* [WHAT THE TASK ASKS] From the line with "positive clicks: (396, 232)" through the line with "171L253 164L250 250L291", inclusive, return each line of the data below exactly and leave the rest out.
Start of INPUT
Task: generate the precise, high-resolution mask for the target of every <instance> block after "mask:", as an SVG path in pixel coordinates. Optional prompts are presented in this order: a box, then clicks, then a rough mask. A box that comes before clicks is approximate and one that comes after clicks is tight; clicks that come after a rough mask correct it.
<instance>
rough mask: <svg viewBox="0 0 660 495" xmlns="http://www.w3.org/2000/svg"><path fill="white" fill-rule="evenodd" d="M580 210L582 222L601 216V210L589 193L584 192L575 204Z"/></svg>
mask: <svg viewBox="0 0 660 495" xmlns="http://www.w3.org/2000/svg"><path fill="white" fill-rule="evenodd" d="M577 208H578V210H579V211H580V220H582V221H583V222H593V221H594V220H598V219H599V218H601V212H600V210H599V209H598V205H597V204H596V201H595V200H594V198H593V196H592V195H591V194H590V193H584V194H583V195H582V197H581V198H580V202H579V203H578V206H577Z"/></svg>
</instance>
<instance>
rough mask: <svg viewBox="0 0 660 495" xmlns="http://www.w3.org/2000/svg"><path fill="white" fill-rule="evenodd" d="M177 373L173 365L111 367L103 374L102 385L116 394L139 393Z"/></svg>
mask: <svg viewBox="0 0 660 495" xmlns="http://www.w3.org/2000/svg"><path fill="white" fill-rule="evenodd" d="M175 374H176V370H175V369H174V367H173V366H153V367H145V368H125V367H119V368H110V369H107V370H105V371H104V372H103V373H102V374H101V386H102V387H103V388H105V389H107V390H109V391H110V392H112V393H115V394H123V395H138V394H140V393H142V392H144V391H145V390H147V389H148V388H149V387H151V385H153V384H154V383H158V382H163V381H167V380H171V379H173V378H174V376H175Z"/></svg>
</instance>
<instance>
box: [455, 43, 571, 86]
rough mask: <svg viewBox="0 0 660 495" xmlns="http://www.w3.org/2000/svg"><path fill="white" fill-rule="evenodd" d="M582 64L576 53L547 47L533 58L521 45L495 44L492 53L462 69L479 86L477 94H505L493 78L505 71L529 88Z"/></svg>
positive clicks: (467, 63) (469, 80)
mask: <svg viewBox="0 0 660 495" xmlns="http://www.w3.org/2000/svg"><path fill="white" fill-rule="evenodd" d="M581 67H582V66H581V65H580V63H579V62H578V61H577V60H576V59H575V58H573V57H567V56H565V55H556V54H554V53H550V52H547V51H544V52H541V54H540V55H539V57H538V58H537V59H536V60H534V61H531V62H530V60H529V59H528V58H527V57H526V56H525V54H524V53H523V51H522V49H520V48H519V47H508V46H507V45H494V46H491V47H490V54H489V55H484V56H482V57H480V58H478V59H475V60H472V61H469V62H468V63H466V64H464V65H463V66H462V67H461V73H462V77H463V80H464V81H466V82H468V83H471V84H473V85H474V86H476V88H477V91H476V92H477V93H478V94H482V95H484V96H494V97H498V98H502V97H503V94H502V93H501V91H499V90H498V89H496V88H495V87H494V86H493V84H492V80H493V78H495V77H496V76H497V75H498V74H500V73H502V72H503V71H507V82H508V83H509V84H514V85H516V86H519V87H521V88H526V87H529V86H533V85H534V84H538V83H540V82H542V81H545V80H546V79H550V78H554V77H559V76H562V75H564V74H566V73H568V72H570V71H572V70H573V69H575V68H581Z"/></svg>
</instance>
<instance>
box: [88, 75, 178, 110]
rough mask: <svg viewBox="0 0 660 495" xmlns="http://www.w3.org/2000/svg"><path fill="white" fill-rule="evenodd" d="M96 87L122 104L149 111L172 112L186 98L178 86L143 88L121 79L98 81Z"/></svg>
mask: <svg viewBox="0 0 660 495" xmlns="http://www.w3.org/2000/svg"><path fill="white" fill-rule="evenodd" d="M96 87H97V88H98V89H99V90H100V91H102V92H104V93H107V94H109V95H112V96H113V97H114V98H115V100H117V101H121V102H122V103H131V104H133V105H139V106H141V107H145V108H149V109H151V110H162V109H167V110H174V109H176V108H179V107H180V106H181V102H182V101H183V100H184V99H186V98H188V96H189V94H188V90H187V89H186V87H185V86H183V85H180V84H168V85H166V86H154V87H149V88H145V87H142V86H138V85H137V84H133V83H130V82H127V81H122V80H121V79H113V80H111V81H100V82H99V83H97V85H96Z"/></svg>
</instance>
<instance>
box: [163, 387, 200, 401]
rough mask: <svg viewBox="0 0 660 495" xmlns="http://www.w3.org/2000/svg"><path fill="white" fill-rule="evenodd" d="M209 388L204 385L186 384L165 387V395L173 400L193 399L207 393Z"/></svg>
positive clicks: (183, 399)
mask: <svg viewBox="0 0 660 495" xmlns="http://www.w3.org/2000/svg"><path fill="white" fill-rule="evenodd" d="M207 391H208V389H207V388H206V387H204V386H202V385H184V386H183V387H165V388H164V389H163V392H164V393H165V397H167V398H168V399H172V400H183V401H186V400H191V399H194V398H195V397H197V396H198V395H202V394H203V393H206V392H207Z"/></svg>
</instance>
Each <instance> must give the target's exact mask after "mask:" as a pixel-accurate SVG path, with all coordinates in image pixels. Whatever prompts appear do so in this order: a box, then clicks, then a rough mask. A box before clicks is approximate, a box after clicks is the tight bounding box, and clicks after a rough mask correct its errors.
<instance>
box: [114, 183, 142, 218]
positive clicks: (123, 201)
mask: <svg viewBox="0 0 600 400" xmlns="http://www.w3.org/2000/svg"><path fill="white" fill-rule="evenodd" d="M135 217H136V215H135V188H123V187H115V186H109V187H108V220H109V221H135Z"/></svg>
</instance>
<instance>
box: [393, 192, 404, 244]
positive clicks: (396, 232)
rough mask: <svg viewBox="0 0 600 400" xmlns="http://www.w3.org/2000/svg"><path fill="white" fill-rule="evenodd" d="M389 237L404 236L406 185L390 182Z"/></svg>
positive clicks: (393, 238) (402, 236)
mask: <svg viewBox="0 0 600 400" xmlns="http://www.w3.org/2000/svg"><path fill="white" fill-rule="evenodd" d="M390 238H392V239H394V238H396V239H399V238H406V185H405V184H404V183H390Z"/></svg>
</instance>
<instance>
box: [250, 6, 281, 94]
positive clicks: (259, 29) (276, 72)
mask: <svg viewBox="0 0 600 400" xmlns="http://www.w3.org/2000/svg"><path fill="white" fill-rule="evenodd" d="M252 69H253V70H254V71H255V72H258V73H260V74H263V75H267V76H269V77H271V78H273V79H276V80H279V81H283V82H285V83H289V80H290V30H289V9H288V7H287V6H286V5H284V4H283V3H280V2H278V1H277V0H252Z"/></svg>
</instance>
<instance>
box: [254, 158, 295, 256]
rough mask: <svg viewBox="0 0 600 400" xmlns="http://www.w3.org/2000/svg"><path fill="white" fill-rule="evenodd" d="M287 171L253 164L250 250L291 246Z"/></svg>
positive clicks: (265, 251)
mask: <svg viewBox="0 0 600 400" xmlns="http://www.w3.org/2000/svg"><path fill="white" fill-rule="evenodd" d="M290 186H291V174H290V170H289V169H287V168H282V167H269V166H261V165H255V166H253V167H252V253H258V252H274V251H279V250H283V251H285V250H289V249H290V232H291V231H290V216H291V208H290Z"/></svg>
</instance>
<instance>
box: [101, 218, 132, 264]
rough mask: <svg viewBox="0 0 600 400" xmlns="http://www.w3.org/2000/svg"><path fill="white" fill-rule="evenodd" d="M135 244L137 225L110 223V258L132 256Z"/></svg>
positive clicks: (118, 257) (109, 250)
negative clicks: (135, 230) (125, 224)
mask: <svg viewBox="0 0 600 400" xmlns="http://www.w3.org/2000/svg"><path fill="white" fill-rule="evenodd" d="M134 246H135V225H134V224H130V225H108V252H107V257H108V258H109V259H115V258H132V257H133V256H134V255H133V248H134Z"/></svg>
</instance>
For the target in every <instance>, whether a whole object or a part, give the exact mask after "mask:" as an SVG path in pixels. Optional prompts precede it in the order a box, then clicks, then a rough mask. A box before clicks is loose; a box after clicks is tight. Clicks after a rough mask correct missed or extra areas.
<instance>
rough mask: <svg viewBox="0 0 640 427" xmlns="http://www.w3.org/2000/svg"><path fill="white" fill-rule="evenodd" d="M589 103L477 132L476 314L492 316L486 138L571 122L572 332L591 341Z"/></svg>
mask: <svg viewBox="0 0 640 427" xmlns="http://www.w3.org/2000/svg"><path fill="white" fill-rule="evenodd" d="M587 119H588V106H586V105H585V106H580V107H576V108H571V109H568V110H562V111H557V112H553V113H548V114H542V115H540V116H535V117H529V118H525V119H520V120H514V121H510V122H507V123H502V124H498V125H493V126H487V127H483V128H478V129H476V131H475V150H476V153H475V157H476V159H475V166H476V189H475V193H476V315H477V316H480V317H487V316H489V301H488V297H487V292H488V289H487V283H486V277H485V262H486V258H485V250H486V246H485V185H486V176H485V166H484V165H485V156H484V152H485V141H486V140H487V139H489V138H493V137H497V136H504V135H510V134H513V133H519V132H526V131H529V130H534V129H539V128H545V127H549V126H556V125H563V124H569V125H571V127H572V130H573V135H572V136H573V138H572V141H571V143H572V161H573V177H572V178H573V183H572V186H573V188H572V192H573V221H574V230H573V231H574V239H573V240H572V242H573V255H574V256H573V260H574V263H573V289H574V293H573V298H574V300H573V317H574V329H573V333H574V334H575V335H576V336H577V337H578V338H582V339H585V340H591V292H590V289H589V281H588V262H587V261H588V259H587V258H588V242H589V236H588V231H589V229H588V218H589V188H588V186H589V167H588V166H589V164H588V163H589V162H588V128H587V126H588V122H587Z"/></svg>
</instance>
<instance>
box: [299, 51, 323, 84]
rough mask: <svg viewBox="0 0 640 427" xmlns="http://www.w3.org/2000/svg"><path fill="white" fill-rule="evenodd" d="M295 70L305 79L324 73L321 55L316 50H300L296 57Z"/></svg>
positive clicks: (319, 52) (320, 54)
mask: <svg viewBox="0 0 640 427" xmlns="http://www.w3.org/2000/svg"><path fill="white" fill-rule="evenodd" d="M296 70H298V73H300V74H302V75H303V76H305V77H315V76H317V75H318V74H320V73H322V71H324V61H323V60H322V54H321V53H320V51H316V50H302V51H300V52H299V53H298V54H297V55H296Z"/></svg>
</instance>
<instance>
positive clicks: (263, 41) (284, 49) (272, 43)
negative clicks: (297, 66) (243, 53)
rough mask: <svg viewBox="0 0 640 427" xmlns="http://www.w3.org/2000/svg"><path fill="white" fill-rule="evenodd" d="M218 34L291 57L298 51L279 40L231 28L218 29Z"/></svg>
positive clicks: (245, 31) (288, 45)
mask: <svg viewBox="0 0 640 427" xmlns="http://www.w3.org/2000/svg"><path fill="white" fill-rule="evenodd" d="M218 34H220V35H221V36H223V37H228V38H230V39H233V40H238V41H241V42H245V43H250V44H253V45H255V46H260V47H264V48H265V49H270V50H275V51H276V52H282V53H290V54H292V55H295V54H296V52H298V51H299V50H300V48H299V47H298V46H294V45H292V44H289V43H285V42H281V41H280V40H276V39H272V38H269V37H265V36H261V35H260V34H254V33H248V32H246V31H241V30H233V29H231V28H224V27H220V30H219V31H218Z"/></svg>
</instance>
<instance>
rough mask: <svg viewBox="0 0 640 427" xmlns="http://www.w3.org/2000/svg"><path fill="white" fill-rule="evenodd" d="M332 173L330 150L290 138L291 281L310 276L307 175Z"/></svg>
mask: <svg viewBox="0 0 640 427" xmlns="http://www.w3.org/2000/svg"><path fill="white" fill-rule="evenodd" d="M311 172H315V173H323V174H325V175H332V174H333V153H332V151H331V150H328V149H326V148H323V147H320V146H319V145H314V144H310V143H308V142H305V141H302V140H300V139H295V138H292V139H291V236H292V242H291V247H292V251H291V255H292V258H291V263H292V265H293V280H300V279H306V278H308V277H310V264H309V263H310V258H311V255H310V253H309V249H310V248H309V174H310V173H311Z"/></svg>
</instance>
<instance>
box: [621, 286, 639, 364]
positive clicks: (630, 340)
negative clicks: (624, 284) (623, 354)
End of INPUT
* [TASK RESPONSE]
positive clicks: (396, 232)
rough mask: <svg viewBox="0 0 600 400" xmlns="http://www.w3.org/2000/svg"><path fill="white" fill-rule="evenodd" d="M389 237L404 236L406 185L390 182Z"/></svg>
positive clicks: (393, 238) (402, 236)
mask: <svg viewBox="0 0 600 400" xmlns="http://www.w3.org/2000/svg"><path fill="white" fill-rule="evenodd" d="M390 238H392V239H394V238H396V239H399V238H406V185H405V184H404V183H390Z"/></svg>
</instance>
<instance>
box: [250, 6, 281, 94]
positive clicks: (259, 29) (276, 72)
mask: <svg viewBox="0 0 600 400" xmlns="http://www.w3.org/2000/svg"><path fill="white" fill-rule="evenodd" d="M252 69H253V70H254V71H255V72H258V73H260V74H263V75H267V76H269V77H271V78H273V79H276V80H279V81H283V82H285V83H289V80H290V30H289V9H288V7H287V6H286V5H284V4H283V3H280V2H278V1H277V0H252Z"/></svg>
</instance>
<instance>
box: [254, 158, 295, 256]
rough mask: <svg viewBox="0 0 600 400" xmlns="http://www.w3.org/2000/svg"><path fill="white" fill-rule="evenodd" d="M287 171L253 164L250 250L291 246Z"/></svg>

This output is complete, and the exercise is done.